WHAT YOU HAVE TO DO:
Nothing but the lines from the one containing "of the glass" through the last line should be written out, please, exactly as they stand.

** Begin **

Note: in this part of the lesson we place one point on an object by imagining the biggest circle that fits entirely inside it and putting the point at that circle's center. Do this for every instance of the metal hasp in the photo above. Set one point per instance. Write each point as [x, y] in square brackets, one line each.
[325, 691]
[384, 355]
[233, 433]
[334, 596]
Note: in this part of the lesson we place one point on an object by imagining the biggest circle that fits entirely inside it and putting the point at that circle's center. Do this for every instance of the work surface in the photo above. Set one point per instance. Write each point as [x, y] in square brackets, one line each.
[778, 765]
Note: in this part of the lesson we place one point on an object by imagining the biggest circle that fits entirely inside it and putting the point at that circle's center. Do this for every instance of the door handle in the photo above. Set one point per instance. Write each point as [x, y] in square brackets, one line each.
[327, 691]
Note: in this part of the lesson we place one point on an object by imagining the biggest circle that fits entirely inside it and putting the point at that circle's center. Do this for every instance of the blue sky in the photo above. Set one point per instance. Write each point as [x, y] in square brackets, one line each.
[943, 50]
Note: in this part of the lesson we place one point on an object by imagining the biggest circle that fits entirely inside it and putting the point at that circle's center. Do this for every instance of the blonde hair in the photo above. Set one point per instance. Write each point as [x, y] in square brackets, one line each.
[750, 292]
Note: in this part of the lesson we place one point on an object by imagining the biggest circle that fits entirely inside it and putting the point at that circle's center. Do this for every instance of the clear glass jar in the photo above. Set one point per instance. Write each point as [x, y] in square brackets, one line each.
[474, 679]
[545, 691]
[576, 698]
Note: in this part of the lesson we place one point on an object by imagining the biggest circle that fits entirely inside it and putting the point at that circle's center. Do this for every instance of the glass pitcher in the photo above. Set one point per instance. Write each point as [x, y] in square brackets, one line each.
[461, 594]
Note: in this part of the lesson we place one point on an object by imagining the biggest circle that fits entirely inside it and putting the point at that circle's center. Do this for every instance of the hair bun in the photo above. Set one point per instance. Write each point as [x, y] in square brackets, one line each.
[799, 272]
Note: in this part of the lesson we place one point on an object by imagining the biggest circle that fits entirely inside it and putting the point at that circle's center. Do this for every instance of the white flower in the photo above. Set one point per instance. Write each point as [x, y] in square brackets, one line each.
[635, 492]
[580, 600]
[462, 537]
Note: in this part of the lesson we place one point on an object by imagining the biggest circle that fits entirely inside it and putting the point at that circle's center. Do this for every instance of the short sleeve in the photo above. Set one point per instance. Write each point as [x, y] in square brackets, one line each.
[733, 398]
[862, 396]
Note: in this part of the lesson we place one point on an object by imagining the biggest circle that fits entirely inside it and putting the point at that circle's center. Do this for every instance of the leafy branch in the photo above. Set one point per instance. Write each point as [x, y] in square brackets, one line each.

** End **

COMPLETED EXERCISE:
Note: in this part of the lesson we place one point on an object by imagining the biggest circle that fits entirely inside it and putting the point at that circle's center. Do this for every instance of the glass pitcher in the photo above. Set one point per instance. Write each point as [x, y] in square brackets, one line each.
[461, 594]
Note: in this part of the lesson we place one point on an object by imagining the biggest circle that fits entirely inside it and putting the point at that circle's center. Do this for every instance of the hair bun in the photo above. Set one point per instance. Write each point as [x, y] in square brackets, one line each.
[799, 272]
Note: in this part of the lesson we place one point on an object by imagining the biggest circle that fits entirely inside it and putting the point at that circle's center. Do this for every instance of the white flower in the photo above. Set one point per instance. Write each point as [x, y] in square brackets, one line each.
[635, 492]
[580, 600]
[462, 537]
Note: in this part of the lesson we place one point on an object by imagining the biggest circle that fits entirely inside it and putting the point at that circle's center. Do this for every instance of the short sleeve in the photo above. Set one point per instance. Write each point as [x, y] in square brackets, one line each.
[733, 398]
[862, 396]
Note: in this part of the lesson we place one point on an object by imagining the biggest circle that fits entirely inside it and putting the point at that circle's center. Do this for every instance of the leafy branch in the photo above. Set one point per instance. Write each point as [x, y] in square brackets, one line each.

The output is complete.